▶ [ФРАГМЕНТ ТЕКСТА]

- - - - -

В работах [7779, 83] рассматривается создание композиционных магнитокалорических материалов на основе бинарных и квазибинарных соединений. Разработанные композиты демонстрируют практически постоянное значение изотермического изменения энтропии в достаточно широком интервале температур. Такие композиционные материалы необходимы для магнитного холодильника, работающего по циклу Эрикссона [84]. В свою очередь использование такого подхода снижает максимальное значение изменения магнитной энтропии. Как было сказано ранее, каскадные циклы магнитного охлаждения, или рабочее тело АМР (активного магнитного регенератора), созданное на основе слоев магнитокалорических материалов с различной температурой Кюри, позволяют использовать максимальное значения МКЭ-материала [10].

Соединения TbMn2 и TbCu2 обладают высокими значениями обратного МКЭ в области криогенных температур [25, 60]. Обратный МКЭ в этих соединениях обусловлен разрушением АФМ-порядка под действием сильного магнитного поля. Обратный МКЭ в TbMn2 и TbCu2 составляет ∆Siso ≈ 12 Дж/(кг К) в поле 5 Тл при температурах 30 и 24 К соответственно. Исследования прямого МКЭ для данного типа соединений (RCu2 и RMn2) были выполнены в работах [25, 60, 8589].

- - - - -

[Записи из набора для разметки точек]
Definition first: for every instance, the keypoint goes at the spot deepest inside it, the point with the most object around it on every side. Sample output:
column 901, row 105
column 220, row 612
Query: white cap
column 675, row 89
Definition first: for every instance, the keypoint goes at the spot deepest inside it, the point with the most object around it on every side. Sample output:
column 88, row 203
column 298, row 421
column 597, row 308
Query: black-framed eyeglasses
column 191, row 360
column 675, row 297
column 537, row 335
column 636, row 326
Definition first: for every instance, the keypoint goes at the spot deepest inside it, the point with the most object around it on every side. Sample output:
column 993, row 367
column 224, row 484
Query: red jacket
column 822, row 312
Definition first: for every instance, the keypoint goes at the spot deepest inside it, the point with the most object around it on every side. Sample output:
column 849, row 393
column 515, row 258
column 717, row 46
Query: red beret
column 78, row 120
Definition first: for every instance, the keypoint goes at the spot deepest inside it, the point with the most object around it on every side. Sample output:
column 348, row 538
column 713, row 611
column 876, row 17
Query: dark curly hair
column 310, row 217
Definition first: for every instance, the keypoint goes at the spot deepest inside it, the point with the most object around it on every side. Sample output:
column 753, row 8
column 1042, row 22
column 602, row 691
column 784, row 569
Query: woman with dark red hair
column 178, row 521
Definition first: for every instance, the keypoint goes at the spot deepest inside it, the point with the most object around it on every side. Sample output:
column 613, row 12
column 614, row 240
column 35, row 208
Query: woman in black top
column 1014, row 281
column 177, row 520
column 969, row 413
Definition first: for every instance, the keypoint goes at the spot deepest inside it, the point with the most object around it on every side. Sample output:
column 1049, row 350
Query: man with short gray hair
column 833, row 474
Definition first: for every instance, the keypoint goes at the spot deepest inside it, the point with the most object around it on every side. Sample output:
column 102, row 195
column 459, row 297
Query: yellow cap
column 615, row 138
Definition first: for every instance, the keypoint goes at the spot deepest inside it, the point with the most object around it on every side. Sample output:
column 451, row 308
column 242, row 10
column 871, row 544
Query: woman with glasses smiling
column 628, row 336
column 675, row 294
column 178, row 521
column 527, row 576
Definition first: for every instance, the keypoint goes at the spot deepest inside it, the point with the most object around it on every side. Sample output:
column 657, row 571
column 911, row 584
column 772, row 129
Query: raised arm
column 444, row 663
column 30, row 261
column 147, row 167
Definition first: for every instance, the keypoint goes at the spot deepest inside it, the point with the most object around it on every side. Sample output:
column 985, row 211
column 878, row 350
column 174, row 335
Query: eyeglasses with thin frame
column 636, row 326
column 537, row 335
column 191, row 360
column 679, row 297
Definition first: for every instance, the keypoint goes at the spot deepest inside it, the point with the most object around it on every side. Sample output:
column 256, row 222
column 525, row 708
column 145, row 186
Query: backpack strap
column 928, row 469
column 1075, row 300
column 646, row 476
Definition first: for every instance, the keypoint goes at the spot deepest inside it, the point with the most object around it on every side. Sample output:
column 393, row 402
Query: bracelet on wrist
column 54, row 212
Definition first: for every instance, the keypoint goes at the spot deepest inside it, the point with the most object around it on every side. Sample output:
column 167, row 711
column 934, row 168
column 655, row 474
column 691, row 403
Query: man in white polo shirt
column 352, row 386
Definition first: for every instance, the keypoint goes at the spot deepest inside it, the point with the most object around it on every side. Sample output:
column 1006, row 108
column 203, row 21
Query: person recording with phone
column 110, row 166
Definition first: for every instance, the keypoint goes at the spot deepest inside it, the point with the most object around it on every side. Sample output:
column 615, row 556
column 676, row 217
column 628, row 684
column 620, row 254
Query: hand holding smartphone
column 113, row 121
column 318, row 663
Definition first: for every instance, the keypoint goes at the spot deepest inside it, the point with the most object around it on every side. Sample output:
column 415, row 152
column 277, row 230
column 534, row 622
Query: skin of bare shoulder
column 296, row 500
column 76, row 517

- - - - -

▶ [ЗАДАНИЯ]
• A. Ответьте на вопросы по фрагменту о магнитокалорических материалах:
(i) По какому циклу работает магнитный холодильник, для которого необходимы разработанные композиционные материалы?
(ii) Чем обусловлен обратный МКЭ в соединениях TbMn2 и TbCu2?
(iii) При каких температурах обратный МКЭ в TbMn2 и TbCu2 составляет ∆Siso ≈ 12 Дж/(кг К) в поле 5 Тл?
• B. Продолжите, пожалуйста, фрагмент о магнитокалорических материалах после его последнего предложения.

▶ [ОТВЕТЫ К ЗАДАНИЯМ]
• A.
(i) По циклу Эрикссона.
(ii) Разрушением АФМ-порядка под действием сильного магнитного поля.
(iii) При 30 К для TbMn2 и при 24 К для TbCu2.

• B.
Значения МКЭ для некоторых интерметаллических соединений представлены на рис. 1 и в табл. 1. Как видно из табл. 1, на сегодняшний день остается мало работ, посвященных прямым исследованиям МКЭ в интерметаллических соединениях. Прямые измерения адиабатического изменения температуры в сильных магнитных полях были выполнены только для фаз Лавеса типа RNi2 [11, 54, 56, 61], RAl2 [11, 70] и HoCo2 [53]. Исследования такого важного параметра как ∆Q прямым методом для интерметаллических соединений и РЗМ практически не приводились. На сегодняшний день имеется одно сообщение о измерении величины ∆Q для TbNi2 в магнитных полях до 10 Тл [90]. Максимальное значение ∆Q при температуре 40 К, полученное прямым методом в поле 5 Тл, составило ∆Q = 575 Дж/кг или, если это значение представить в единицах изотермического изменения энтропии ∆Siso = –14.3 Дж/(кг К). Это значение хорошо согласуется со значениями, полученными косвенными методами исследования, представленными в работах [11, 54, 90, 91].

Рис. 1.

Значения максимального изотермического изменения энтропии ∆Siso (а) и значения изотермического тепла ∆Q (б) в зависимости от температуры для некоторых твердотельных магнитных материалов, перспективных для низкотемпературного магнитного охлаждения, при μ0Н = 5 Тл.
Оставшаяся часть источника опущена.